AIM OF THE EXERCISE:
The answer is to be the lines below that lie between the line holding "each like [212,165]." and the line holding "Target: grassy hillside", inclusive, transcribed exactly and free of pictures.
--- RECORDS FOR THE TASK Enclosed Below ---
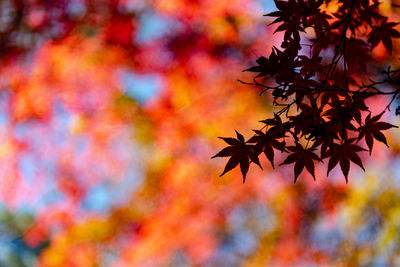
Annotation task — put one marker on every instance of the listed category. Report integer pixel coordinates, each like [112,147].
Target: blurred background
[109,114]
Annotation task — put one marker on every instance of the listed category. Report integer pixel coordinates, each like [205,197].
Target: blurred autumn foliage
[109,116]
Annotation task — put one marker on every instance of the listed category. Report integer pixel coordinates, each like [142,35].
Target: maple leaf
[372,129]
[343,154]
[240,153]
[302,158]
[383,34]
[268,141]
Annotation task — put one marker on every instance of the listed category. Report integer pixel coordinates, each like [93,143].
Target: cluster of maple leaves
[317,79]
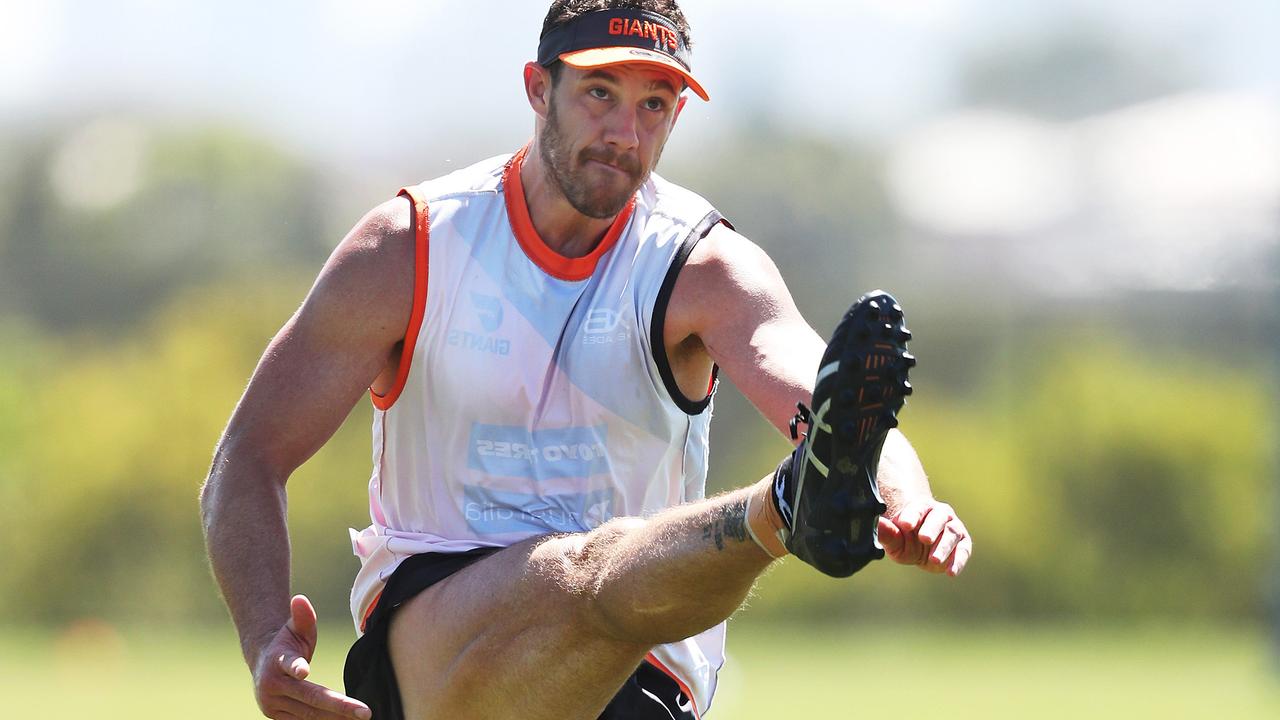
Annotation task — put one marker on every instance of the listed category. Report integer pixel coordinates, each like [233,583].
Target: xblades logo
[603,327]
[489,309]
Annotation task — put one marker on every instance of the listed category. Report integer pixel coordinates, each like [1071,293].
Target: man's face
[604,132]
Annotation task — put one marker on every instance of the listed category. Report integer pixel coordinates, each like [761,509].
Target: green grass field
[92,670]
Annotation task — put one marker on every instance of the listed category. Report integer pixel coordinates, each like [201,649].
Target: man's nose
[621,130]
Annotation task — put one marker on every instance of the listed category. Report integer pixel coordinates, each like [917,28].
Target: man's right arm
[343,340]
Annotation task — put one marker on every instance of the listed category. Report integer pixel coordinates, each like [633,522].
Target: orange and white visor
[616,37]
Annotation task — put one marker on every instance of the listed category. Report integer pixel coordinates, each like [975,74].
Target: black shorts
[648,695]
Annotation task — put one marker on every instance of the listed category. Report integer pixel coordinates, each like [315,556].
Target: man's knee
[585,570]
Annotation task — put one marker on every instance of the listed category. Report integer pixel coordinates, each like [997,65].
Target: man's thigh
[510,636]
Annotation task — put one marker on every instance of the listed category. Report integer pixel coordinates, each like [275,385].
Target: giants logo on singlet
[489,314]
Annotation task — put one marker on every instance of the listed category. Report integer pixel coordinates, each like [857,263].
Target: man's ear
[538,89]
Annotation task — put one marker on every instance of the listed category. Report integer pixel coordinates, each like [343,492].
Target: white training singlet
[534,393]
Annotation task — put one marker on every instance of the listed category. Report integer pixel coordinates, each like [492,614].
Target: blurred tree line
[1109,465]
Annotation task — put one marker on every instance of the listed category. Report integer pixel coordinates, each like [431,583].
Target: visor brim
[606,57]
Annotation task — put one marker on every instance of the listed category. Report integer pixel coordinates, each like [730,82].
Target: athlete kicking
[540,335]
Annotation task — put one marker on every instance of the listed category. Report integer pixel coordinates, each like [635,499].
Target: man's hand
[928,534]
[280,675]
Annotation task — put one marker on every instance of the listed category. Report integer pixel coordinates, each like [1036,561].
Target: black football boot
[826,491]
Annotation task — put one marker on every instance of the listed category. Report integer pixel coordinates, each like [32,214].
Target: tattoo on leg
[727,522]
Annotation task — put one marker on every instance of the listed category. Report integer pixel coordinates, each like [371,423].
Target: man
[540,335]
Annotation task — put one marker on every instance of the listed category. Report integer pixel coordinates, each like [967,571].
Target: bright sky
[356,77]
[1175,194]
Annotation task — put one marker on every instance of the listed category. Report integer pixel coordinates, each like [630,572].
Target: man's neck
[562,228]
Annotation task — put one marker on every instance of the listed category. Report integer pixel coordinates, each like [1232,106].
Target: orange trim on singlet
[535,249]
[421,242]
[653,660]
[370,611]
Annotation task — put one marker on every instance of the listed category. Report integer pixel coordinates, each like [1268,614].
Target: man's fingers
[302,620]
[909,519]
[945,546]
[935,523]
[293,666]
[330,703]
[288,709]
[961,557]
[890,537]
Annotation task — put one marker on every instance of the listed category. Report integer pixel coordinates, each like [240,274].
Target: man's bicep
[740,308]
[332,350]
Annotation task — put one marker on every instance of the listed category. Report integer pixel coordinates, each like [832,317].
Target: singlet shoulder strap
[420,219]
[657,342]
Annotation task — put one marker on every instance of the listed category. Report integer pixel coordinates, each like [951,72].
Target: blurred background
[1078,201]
--- End of Enclosed RECORDS FOR THE TASK ---
--- RECORDS FOR THE TASK Enclosed Below ---
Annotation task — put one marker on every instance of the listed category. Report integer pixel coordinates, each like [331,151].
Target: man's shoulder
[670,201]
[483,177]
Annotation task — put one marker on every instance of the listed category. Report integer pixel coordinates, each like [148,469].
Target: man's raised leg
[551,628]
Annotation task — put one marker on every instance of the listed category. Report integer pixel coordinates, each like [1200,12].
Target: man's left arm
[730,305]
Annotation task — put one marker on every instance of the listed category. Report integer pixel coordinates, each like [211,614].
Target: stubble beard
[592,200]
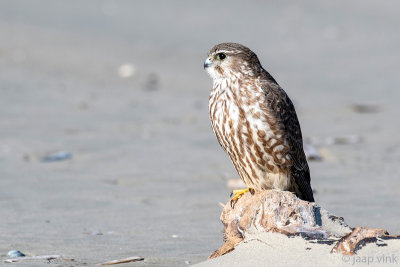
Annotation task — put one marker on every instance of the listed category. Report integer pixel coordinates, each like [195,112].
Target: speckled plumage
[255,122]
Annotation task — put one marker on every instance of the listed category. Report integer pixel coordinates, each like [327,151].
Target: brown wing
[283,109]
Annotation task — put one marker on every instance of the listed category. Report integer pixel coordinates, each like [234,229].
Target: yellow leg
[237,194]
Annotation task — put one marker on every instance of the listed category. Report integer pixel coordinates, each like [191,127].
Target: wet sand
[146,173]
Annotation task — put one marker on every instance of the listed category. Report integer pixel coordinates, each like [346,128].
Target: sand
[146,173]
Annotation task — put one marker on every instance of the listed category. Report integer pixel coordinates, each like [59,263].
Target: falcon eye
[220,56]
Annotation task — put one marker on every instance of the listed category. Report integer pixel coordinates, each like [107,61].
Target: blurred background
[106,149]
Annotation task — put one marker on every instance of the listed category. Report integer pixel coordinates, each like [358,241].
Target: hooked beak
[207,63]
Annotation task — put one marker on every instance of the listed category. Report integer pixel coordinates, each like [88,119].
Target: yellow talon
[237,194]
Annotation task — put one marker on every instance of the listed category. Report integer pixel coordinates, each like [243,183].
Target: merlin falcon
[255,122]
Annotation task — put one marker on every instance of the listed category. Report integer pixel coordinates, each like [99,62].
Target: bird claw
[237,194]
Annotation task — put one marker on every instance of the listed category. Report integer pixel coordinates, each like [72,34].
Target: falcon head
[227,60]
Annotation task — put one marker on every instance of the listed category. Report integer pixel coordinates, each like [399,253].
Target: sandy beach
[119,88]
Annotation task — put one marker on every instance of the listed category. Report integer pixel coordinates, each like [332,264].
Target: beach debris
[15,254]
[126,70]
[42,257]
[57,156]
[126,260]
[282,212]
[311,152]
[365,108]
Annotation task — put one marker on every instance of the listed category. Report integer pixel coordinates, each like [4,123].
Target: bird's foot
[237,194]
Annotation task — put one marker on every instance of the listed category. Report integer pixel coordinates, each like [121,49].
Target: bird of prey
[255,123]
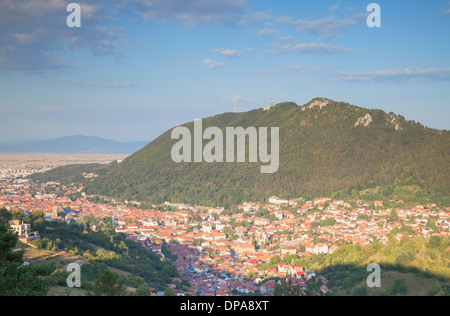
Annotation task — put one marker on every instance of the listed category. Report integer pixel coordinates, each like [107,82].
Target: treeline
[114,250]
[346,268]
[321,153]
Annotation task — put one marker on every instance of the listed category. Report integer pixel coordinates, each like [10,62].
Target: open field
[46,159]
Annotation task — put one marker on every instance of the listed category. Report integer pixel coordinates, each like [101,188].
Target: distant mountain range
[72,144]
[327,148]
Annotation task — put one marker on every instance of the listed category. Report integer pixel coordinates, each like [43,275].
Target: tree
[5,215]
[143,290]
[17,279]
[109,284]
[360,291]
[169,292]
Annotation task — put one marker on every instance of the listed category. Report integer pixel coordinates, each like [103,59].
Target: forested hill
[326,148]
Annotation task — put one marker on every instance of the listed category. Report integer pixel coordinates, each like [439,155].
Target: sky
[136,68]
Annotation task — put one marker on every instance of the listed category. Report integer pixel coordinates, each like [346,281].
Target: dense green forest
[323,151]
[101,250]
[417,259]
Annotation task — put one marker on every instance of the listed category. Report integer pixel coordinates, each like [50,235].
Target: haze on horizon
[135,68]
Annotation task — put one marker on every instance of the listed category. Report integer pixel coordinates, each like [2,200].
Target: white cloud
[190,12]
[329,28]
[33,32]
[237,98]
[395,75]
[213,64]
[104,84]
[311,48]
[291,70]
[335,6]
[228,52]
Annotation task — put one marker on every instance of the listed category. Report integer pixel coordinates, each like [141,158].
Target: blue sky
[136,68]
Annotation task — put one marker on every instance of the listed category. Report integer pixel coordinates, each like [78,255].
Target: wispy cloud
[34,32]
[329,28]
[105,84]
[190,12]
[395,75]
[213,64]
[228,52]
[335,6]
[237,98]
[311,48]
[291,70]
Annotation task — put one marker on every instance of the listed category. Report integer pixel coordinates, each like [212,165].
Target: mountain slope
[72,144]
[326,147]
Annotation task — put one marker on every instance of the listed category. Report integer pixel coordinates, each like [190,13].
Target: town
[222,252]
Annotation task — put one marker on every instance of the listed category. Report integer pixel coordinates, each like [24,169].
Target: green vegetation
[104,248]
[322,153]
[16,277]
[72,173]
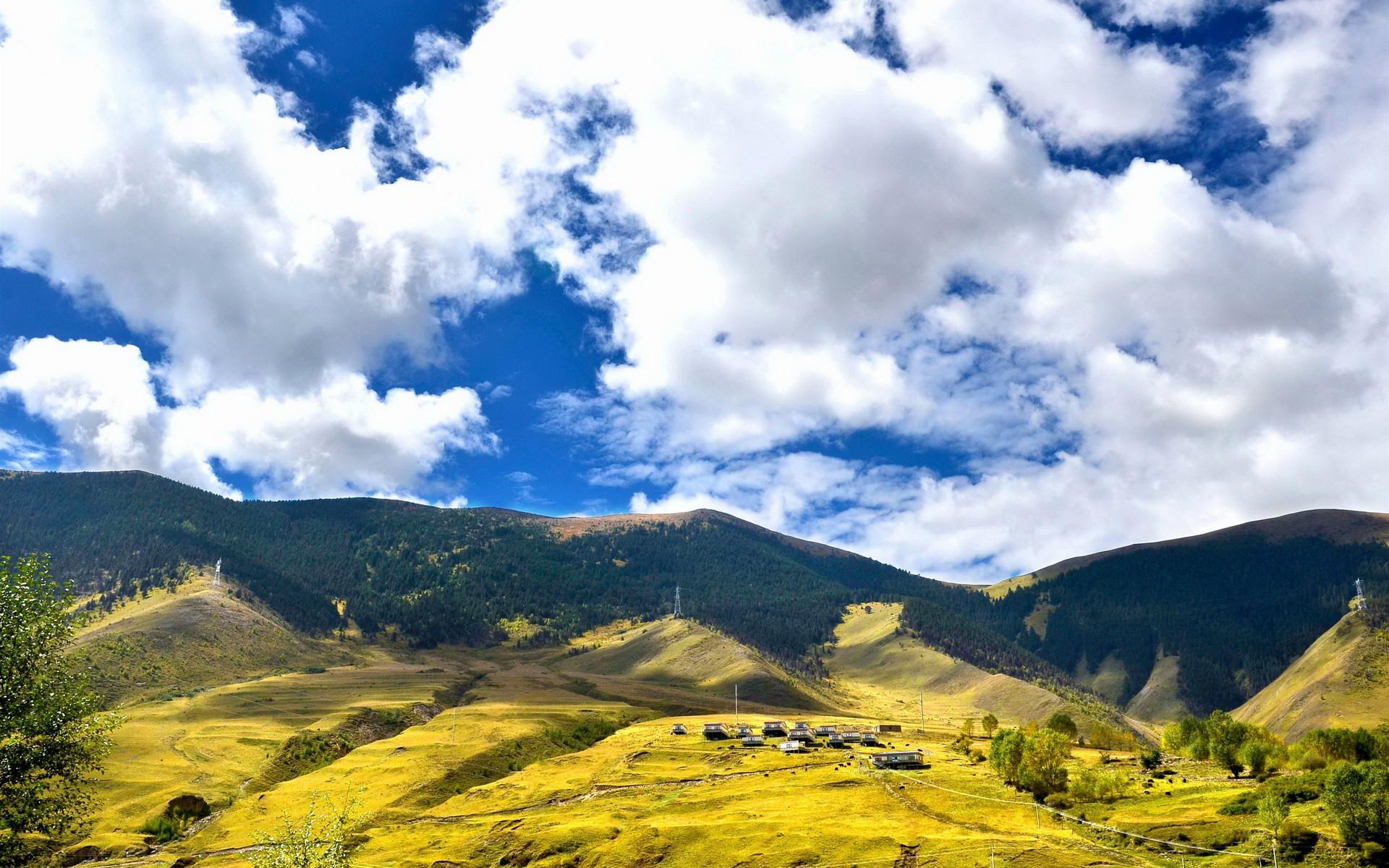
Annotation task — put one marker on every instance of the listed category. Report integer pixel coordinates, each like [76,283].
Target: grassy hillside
--- End of Enclosed RECORDS FOR THE TASK ---
REPLY TO THE TASK:
Annotation task — put one marker on every instance of the listed category. Report integer pixel coordinates, each like [212,165].
Target: mountain slope
[72,144]
[326,147]
Annotation task — put one marker on every instance of the listed category. Report integer pixel coordinates, each like [190,13].
Target: town
[222,252]
Annotation task — put one marker on every instance of the listed category. Report integer pixel coordinates, each like [24,169].
Target: green vegetation
[104,248]
[322,153]
[16,277]
[72,173]
Annotation task — put one marker on every instance of the listed category. Report integer pixel coordinates, each like [76,283].
Target: grassy hillside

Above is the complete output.